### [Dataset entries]
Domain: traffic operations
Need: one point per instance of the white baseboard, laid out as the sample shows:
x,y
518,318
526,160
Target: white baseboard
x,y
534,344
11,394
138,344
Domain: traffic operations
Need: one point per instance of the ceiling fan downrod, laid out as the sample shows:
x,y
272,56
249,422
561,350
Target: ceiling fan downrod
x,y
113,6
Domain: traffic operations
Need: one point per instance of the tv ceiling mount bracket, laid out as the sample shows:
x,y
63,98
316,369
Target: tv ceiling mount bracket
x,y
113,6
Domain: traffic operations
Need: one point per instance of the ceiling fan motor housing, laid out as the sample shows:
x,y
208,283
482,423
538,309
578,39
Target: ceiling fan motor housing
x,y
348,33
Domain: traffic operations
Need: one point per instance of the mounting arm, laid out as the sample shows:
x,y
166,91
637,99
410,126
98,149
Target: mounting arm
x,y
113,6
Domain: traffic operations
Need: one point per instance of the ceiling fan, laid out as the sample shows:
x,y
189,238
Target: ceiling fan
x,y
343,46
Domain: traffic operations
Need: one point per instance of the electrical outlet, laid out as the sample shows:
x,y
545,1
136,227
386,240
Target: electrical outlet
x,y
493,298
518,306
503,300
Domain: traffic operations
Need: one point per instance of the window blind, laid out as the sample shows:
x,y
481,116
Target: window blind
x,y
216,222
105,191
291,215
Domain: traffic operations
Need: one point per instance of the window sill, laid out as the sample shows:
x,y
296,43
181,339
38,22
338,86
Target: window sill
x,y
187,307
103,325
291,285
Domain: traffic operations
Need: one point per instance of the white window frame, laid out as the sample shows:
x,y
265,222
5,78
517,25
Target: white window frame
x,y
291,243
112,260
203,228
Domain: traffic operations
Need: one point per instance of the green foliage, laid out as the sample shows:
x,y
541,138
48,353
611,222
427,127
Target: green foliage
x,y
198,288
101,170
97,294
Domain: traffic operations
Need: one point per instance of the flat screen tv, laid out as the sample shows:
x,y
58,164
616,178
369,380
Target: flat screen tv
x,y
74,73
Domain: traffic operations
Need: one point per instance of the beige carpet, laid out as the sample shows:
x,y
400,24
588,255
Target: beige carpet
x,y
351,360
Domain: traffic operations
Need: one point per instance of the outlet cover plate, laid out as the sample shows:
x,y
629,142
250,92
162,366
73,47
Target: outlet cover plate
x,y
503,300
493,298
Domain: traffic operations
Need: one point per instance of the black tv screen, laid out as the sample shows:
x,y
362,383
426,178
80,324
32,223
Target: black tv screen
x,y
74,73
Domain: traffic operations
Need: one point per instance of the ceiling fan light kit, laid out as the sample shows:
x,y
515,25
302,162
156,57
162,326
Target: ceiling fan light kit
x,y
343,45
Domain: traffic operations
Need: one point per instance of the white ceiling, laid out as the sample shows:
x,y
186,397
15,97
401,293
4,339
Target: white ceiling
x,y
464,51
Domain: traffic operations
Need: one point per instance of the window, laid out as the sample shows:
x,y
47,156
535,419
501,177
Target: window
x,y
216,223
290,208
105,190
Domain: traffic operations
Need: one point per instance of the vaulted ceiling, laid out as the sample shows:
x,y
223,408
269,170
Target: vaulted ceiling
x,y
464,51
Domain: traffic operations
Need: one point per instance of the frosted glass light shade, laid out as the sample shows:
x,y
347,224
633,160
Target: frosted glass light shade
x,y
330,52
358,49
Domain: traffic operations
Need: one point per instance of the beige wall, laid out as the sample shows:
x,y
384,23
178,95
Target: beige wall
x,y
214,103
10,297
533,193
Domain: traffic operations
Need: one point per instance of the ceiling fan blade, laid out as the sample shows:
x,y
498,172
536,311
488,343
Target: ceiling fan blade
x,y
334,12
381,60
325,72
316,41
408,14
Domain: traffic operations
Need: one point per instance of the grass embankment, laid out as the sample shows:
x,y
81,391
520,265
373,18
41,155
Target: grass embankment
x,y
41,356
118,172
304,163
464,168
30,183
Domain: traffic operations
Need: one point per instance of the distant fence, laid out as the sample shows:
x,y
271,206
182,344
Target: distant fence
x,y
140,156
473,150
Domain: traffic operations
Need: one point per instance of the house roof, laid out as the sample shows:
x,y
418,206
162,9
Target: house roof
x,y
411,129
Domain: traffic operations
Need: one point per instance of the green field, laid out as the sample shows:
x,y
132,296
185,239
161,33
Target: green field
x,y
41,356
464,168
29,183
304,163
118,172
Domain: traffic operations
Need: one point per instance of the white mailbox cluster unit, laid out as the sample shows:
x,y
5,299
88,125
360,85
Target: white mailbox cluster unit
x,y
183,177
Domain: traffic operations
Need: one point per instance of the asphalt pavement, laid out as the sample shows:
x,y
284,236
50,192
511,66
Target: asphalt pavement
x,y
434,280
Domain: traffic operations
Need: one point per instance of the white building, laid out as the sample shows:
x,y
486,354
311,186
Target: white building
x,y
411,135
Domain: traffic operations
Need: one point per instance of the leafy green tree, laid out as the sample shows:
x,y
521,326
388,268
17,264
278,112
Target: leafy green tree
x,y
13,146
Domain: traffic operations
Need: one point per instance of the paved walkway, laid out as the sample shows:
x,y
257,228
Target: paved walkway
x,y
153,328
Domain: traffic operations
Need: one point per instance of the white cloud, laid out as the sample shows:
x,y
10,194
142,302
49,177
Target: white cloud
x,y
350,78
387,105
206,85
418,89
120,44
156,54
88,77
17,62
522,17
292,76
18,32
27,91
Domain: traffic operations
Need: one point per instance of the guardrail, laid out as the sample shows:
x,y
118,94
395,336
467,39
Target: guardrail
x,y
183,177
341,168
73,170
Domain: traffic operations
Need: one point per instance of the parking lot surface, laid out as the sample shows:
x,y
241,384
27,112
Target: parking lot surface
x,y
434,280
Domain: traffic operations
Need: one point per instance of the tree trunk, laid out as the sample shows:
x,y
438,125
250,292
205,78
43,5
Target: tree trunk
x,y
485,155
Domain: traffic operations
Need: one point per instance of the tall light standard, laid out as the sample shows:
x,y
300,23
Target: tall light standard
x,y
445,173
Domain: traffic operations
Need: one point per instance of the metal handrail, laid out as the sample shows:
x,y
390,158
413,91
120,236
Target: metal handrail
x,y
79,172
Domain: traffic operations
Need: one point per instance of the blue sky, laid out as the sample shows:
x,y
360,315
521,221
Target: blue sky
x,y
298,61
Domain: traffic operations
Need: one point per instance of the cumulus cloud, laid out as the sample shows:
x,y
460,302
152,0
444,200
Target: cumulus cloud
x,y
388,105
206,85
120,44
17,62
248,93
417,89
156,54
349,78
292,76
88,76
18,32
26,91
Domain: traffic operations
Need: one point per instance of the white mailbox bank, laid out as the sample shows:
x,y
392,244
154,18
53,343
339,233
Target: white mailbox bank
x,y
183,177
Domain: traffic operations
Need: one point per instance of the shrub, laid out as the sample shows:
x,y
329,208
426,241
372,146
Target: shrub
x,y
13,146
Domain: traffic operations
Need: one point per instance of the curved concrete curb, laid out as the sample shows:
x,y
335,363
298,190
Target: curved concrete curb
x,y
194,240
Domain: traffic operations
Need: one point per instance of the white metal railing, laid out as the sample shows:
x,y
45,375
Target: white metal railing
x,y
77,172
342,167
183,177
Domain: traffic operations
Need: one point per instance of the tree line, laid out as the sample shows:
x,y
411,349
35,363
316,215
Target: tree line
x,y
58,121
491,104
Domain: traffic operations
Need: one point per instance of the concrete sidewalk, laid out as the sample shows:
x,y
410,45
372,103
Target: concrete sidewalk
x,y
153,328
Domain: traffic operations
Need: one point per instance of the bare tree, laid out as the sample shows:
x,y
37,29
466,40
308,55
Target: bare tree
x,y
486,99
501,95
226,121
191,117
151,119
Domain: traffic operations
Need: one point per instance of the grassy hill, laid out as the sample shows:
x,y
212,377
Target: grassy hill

### [Your instructions]
Could you work out how many lines above contain the string "hill"? Answer with the number only.

### [Exercise output]
2